Tuesday, April 10, 2007

Romantic Revulsion in the New Century: Flaw-O-Matic 2.0

John Tierney
The New York Times
Tuesday, April 10th
The Story
The Summary: Going back to a study the author originally did in 1995, he examines the pickiness of daters now and 10 years ago and how new forms of dating (speed dating and online dating services) fosters those scrupulous tastes.

I don't see pickiness in dating as a bad thing. If you have incredibly high standards, you're less likely to settle for a bad person. Not saying that being extra picky is a good thing, though. Like everything, there's a balance.

Romance is one of those things that isn't science, but we want to make it into a science. There's biology, sociology and psychology behind relationships, and still we don't have all the answers.

The research behind the article found that money was a large factor in chosing a partner:
They found that a 5-foot-8 man was just as successful in getting dates as a 6-footer if he made more money — precisely $146,000 a year more. For a 5-foot-2 man, the number was $277,000.

It also stated that women are pickier than men. That doesn't make much sense to me. Why did Britney Spears marry Kevin Federline? Why do girls rush to the alter with the first thing that asks them? Women date losers all the time. I don't see many girls who are extra picky. The author does say that New Yorkers are pickier than anyone else, and I do live far, far away from New York.

=-=-=-=-=

*Questions*:
**1)** According to the blog post, in what year did the original study revisited in the newspaper article take place?
**2)** Extract the passage of the blog post that begins at the words "John Tierney" and stops after "all the answers.".
The entries that follow the blog post come from a separate source.

=-=-=-=-=

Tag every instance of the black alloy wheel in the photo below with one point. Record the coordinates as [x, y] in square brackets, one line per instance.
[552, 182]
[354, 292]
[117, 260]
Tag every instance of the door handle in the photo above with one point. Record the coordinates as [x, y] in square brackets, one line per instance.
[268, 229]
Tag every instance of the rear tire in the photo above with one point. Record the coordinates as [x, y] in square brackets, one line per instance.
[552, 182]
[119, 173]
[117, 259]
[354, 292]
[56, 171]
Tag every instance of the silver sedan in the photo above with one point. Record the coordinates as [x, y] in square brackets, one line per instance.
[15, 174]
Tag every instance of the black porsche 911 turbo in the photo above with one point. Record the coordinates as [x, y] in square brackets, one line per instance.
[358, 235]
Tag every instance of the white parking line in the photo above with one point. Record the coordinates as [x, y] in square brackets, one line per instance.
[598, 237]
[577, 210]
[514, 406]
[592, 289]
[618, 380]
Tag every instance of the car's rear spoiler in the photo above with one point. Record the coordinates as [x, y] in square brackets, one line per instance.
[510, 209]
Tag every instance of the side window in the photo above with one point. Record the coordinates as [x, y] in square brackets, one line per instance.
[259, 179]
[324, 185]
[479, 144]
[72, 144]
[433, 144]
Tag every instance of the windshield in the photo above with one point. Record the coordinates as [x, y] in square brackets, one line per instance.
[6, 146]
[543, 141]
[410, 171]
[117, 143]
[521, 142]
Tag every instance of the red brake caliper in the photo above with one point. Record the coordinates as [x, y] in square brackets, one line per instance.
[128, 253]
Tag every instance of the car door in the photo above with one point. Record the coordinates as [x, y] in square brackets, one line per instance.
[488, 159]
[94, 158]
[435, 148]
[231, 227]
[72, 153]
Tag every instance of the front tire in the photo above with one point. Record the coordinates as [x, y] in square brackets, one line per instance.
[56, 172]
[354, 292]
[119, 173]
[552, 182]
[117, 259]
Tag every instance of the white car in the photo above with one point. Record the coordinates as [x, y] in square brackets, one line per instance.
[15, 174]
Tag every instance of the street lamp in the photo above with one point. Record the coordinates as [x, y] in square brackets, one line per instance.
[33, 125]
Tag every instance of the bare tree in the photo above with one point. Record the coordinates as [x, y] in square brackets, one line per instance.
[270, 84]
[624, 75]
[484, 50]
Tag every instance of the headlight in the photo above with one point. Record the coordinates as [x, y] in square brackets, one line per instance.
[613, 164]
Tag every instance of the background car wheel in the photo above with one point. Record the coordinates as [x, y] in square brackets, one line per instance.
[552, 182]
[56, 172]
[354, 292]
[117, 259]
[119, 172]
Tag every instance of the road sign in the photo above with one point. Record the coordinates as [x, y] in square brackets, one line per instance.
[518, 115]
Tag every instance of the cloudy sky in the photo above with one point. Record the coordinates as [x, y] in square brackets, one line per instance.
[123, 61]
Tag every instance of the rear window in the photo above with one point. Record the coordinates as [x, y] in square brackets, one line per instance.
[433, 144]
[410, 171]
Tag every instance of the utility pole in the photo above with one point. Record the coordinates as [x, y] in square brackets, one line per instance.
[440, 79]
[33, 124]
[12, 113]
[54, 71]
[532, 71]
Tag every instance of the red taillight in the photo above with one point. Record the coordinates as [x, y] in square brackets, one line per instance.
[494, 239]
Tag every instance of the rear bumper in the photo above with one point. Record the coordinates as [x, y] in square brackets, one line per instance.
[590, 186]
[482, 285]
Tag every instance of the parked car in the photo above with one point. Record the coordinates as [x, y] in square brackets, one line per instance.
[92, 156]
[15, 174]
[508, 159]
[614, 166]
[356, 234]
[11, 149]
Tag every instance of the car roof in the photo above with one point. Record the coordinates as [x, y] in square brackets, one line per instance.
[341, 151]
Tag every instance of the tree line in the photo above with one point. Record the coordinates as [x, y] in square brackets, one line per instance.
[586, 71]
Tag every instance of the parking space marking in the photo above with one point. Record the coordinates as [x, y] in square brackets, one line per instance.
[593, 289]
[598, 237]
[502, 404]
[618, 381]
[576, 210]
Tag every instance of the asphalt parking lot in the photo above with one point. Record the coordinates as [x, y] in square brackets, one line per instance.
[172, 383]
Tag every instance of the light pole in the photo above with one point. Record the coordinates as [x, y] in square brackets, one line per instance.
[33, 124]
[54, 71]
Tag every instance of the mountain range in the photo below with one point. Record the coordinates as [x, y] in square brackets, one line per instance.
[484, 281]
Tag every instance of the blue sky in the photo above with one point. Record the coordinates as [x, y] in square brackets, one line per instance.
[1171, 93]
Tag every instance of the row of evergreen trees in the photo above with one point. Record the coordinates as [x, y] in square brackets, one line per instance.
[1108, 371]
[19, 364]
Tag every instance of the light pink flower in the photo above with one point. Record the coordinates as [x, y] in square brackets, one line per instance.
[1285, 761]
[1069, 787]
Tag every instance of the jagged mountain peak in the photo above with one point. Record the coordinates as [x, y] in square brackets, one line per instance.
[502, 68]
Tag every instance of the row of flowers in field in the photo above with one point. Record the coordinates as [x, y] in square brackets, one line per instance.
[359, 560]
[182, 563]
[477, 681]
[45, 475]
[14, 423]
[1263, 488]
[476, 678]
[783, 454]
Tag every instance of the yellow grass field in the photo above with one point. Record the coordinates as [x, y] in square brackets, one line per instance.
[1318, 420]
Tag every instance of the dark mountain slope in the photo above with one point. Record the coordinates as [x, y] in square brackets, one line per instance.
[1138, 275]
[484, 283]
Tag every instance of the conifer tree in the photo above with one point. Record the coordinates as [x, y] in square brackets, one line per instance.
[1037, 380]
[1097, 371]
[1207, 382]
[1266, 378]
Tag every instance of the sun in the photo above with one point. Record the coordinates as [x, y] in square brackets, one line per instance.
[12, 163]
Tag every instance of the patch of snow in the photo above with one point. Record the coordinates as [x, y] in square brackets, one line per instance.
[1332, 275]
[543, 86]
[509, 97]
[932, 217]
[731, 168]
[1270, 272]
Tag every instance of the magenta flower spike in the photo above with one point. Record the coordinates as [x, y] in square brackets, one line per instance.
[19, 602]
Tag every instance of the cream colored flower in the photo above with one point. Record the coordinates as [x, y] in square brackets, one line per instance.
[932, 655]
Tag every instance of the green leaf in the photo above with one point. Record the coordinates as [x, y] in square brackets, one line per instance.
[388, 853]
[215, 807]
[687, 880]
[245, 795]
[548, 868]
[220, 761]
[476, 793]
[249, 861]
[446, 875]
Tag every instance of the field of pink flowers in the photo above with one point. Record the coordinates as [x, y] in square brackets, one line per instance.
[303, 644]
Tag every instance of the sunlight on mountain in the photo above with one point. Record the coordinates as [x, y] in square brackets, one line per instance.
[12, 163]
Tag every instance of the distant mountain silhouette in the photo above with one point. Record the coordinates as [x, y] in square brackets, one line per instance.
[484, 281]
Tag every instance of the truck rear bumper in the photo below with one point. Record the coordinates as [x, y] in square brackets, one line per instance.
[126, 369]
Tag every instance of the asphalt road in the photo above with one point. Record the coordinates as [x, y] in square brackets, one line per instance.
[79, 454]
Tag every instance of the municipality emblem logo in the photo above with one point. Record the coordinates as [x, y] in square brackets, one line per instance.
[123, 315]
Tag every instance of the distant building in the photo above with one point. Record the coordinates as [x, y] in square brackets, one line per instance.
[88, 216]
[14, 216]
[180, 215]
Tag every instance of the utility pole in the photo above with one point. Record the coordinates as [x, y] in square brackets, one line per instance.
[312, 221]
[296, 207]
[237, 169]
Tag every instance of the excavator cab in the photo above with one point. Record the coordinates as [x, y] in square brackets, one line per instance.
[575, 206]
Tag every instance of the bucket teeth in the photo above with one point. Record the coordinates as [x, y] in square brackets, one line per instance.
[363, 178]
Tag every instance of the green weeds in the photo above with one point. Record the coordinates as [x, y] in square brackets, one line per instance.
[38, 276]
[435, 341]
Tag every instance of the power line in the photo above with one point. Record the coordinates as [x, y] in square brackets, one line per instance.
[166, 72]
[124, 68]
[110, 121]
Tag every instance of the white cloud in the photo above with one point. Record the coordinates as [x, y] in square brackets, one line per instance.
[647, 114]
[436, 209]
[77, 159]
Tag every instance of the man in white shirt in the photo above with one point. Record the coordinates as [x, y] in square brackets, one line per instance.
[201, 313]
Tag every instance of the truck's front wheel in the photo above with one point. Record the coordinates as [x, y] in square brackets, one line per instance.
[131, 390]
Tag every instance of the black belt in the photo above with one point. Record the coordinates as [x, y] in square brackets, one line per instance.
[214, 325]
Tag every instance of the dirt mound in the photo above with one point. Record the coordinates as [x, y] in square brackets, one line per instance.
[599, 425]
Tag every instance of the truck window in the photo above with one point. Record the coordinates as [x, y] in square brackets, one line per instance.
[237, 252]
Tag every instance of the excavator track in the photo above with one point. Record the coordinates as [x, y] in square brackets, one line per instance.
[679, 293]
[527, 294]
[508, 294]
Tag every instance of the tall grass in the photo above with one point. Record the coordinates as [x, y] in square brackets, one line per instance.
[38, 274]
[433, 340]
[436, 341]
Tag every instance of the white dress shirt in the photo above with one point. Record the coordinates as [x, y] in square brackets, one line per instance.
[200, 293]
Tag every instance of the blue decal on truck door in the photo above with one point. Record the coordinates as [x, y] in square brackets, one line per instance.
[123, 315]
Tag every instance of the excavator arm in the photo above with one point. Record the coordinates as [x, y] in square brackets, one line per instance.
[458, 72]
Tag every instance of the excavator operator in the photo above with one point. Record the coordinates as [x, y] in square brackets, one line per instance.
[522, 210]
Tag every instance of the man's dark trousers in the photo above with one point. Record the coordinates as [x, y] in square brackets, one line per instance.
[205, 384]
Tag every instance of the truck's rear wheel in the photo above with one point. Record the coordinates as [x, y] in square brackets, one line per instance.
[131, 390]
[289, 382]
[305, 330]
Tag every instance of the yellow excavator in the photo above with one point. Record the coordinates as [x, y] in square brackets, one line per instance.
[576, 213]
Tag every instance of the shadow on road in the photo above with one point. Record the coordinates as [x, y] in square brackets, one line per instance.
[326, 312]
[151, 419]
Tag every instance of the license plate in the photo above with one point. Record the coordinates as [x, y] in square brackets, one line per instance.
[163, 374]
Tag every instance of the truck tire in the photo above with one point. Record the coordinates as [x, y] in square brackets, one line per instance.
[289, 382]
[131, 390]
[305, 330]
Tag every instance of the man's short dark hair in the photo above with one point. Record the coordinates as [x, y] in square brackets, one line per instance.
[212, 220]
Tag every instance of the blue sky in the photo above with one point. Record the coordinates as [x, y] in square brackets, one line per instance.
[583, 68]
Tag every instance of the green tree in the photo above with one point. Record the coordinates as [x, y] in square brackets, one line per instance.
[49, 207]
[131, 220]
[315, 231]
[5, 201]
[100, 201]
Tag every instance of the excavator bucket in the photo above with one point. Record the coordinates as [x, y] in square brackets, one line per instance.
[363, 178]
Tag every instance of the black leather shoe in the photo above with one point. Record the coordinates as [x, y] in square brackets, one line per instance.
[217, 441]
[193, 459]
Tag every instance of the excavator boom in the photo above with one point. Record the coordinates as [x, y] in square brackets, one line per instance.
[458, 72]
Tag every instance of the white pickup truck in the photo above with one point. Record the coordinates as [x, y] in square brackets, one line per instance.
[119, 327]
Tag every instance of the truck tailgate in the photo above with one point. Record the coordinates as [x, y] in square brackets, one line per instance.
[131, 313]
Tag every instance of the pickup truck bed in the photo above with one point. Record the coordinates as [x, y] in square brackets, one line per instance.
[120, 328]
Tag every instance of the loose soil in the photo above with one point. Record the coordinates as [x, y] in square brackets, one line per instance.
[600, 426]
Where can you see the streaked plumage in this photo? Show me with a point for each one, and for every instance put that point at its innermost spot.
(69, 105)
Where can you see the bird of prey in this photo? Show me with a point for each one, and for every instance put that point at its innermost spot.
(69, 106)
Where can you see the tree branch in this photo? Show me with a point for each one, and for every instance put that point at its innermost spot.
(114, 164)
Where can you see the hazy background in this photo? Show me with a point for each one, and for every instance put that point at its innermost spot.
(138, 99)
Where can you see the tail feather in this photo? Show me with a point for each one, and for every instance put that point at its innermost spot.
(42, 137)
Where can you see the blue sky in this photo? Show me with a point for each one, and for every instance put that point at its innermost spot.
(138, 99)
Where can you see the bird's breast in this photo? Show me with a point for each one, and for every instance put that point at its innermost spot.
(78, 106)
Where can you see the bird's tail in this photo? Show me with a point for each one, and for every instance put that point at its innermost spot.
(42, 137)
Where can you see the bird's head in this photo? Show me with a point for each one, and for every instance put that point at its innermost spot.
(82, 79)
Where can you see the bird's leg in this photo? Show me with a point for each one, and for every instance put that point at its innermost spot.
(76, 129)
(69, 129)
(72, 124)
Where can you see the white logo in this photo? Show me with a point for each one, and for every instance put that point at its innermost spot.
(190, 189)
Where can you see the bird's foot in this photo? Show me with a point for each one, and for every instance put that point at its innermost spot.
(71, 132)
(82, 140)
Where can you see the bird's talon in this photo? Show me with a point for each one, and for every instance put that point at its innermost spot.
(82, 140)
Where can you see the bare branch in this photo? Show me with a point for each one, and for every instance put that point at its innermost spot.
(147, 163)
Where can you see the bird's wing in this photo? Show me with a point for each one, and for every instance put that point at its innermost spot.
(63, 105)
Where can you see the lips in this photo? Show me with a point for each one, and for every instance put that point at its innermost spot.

=-=-=-=-=

*Solution list*:
**1)** 1995.

**2)**
John Tierney
The New York Times
Tuesday, April 10th
The Story
The Summary: Going back to a study the author originally did in 1995, he examines the pickiness of daters now and 10 years ago and how new forms of dating (speed dating and online dating services) fosters those scrupulous tastes.

I don't see pickiness in dating as a bad thing. If you have incredibly high standards, you're less likely to settle for a bad person. Not saying that being extra picky is a good thing, though. Like everything, there's a balance.

Romance is one of those things that isn't science, but we want to make it into a science. There's biology, sociology and psychology behind relationships, and still we don't have all the answers.